* To do:
Please output exactly the part of the records below that opens with the line containing "Could you kindly segment every instance of the cloud" and closes with the line containing "101 32 L 99", both lines included, and nothing else.

* Source material:
"""

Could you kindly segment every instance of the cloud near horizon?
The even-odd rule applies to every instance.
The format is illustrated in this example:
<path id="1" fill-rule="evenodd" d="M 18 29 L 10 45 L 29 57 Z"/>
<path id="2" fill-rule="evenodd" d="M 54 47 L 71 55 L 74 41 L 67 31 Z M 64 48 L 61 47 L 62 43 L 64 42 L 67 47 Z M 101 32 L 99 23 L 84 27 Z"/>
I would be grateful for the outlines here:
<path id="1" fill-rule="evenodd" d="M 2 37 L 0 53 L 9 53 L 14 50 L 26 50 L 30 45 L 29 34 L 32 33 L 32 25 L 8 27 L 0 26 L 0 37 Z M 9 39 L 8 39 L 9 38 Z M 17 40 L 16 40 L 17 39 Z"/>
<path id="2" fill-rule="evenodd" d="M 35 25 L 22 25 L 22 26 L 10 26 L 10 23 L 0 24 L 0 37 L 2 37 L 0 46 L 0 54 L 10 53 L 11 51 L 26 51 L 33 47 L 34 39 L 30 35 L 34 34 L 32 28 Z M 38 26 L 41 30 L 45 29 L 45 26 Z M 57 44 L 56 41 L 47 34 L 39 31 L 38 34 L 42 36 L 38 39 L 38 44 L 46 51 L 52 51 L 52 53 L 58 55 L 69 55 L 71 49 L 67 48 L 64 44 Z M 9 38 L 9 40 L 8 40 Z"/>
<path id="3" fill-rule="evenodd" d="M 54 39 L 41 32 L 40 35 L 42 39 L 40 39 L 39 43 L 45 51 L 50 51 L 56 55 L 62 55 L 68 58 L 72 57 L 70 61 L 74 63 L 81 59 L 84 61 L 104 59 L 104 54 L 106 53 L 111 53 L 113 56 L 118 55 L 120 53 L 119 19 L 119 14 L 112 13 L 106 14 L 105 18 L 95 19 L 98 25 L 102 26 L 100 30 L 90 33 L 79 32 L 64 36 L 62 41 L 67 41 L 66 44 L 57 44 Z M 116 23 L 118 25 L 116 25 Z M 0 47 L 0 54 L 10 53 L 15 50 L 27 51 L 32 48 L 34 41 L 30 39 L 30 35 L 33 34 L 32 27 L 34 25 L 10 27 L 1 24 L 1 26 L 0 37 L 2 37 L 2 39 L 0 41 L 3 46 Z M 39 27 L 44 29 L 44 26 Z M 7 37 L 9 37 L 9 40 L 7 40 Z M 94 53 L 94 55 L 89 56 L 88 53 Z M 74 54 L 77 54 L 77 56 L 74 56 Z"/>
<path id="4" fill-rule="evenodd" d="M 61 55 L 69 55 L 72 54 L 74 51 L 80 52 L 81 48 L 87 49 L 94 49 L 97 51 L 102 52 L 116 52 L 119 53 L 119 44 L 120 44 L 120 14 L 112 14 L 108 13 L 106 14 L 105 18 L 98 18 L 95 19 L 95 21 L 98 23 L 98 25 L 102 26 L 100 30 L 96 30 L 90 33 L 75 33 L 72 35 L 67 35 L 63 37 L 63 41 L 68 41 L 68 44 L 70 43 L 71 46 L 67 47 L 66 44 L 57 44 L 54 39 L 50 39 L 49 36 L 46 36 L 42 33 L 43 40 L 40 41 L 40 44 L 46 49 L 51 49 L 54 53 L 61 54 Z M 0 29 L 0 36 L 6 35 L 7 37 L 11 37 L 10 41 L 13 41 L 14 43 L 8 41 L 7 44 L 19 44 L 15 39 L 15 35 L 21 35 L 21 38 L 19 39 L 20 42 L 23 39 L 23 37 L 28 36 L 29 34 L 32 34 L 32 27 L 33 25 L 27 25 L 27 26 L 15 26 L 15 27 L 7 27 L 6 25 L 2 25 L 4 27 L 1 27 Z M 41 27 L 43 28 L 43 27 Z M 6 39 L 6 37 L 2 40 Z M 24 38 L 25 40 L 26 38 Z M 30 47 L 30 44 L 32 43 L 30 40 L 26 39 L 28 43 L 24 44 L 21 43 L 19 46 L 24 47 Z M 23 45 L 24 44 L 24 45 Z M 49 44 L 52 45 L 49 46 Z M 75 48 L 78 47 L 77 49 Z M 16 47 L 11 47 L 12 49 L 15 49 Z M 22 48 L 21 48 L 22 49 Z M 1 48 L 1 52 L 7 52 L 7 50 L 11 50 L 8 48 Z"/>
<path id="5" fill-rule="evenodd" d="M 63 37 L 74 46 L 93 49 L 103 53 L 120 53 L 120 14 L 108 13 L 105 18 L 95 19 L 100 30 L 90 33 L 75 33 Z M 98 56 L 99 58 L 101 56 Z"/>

"""
"""

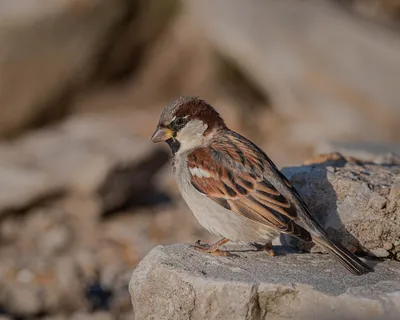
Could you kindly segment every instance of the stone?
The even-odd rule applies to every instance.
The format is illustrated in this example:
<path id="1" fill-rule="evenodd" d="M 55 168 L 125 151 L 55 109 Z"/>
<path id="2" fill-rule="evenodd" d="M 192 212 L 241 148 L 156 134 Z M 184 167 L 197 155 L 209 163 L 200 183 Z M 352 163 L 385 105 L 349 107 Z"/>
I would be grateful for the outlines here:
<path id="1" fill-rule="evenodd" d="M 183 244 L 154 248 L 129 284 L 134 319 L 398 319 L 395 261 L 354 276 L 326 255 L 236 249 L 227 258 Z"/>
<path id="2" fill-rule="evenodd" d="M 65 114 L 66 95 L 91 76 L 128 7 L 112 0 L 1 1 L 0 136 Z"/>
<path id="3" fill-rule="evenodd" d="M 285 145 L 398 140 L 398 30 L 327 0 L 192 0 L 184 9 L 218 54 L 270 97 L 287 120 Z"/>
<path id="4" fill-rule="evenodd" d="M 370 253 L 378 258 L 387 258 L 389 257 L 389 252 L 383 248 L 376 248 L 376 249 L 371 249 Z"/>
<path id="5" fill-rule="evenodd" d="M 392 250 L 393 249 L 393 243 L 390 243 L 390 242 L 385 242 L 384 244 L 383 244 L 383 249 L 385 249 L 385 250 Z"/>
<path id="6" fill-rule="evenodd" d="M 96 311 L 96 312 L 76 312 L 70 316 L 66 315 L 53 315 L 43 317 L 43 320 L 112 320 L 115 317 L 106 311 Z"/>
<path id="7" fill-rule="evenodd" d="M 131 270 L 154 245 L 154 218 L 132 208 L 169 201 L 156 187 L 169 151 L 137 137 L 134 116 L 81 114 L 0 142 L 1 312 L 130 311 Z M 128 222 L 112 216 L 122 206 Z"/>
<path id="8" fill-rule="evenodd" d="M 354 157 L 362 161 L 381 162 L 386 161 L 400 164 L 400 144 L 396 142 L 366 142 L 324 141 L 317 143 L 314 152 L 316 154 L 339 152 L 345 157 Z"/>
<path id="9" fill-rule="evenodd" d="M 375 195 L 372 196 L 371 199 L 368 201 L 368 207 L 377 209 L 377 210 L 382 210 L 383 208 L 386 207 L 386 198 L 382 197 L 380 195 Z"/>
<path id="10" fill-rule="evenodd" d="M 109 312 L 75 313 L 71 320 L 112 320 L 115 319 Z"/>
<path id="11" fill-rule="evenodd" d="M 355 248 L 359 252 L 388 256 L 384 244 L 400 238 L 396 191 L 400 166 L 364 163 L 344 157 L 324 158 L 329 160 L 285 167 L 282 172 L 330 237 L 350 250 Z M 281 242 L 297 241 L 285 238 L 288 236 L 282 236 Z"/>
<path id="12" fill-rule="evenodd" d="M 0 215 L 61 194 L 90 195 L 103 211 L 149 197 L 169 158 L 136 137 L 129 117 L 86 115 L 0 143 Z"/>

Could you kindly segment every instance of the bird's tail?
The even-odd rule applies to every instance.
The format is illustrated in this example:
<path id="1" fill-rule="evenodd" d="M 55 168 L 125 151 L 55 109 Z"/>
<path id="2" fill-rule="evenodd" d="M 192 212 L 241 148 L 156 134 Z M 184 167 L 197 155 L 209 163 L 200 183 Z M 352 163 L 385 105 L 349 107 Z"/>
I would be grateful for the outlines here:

"""
"""

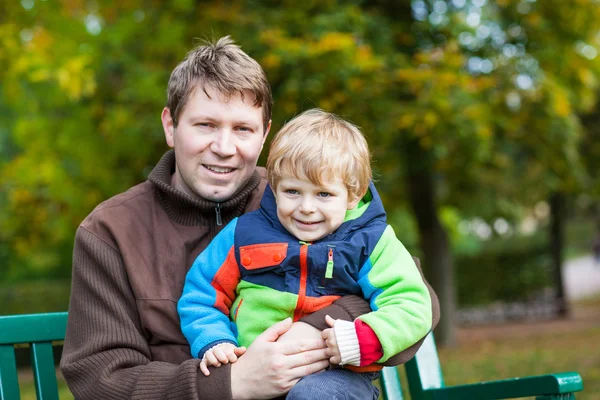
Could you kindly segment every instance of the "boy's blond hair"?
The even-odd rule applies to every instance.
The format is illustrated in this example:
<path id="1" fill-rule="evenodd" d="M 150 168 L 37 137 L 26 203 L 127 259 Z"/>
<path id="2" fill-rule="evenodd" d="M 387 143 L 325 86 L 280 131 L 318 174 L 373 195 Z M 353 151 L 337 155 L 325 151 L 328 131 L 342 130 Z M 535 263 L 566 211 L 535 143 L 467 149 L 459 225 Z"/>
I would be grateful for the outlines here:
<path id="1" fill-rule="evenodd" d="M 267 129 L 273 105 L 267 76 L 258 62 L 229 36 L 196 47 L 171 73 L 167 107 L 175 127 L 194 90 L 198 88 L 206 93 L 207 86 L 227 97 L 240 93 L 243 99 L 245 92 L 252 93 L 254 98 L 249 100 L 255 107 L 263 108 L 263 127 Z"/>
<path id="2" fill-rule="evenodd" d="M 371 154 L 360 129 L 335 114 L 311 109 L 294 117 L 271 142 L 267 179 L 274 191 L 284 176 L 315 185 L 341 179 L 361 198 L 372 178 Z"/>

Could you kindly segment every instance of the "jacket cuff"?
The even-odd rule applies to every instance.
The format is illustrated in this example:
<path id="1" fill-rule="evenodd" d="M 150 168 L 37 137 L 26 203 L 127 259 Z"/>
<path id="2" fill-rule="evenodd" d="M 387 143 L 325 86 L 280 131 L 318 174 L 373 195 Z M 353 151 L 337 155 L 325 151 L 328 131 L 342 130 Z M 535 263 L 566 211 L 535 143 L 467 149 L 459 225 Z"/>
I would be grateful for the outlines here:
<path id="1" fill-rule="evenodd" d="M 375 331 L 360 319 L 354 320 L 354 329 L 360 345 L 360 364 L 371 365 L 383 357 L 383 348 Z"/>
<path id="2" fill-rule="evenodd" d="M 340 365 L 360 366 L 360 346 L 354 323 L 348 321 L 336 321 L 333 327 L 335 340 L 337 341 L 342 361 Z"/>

"""

* Task response:
Could you kindly segment every instance of the cloud near horizon?
The even-odd rule applies to every instance.
The format is illustrated in this example:
<path id="1" fill-rule="evenodd" d="M 18 29 L 10 45 L 29 57 Z"/>
<path id="2" fill-rule="evenodd" d="M 54 47 L 71 55 L 74 41 L 67 31 Z M 64 48 L 61 47 L 62 43 L 64 42 L 67 47 Z M 101 32 L 99 23 L 84 27 Z"/>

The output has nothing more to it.